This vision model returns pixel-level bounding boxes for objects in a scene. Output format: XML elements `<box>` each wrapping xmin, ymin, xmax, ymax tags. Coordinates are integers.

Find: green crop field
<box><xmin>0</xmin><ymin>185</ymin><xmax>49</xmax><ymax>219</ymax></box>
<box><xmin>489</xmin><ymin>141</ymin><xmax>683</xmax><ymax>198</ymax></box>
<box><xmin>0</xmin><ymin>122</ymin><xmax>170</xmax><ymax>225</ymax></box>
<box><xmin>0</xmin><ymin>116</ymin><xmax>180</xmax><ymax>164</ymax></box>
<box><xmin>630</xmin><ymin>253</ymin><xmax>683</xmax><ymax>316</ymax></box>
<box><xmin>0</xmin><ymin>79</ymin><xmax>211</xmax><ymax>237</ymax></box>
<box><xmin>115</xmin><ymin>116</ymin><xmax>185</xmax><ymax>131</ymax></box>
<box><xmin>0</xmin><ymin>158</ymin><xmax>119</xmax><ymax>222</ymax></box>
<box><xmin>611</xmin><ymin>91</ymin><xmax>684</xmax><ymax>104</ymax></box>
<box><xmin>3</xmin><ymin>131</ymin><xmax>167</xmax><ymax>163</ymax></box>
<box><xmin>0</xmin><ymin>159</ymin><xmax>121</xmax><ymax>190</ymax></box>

*WHAT IS EXPECTED*: In this exercise, the data above is to be printed exactly.

*FINAL ANSWER*:
This vision model returns pixel-level bounding boxes for objects in a scene. Output format: XML elements `<box>` each wrapping xmin, ymin, xmax, ymax tags. Coordinates are integers.

Find: green crop field
<box><xmin>0</xmin><ymin>185</ymin><xmax>49</xmax><ymax>219</ymax></box>
<box><xmin>489</xmin><ymin>141</ymin><xmax>683</xmax><ymax>198</ymax></box>
<box><xmin>0</xmin><ymin>122</ymin><xmax>170</xmax><ymax>225</ymax></box>
<box><xmin>0</xmin><ymin>116</ymin><xmax>180</xmax><ymax>164</ymax></box>
<box><xmin>630</xmin><ymin>253</ymin><xmax>683</xmax><ymax>316</ymax></box>
<box><xmin>0</xmin><ymin>79</ymin><xmax>211</xmax><ymax>237</ymax></box>
<box><xmin>115</xmin><ymin>116</ymin><xmax>185</xmax><ymax>131</ymax></box>
<box><xmin>0</xmin><ymin>158</ymin><xmax>119</xmax><ymax>222</ymax></box>
<box><xmin>611</xmin><ymin>91</ymin><xmax>684</xmax><ymax>104</ymax></box>
<box><xmin>3</xmin><ymin>131</ymin><xmax>167</xmax><ymax>163</ymax></box>
<box><xmin>0</xmin><ymin>159</ymin><xmax>121</xmax><ymax>190</ymax></box>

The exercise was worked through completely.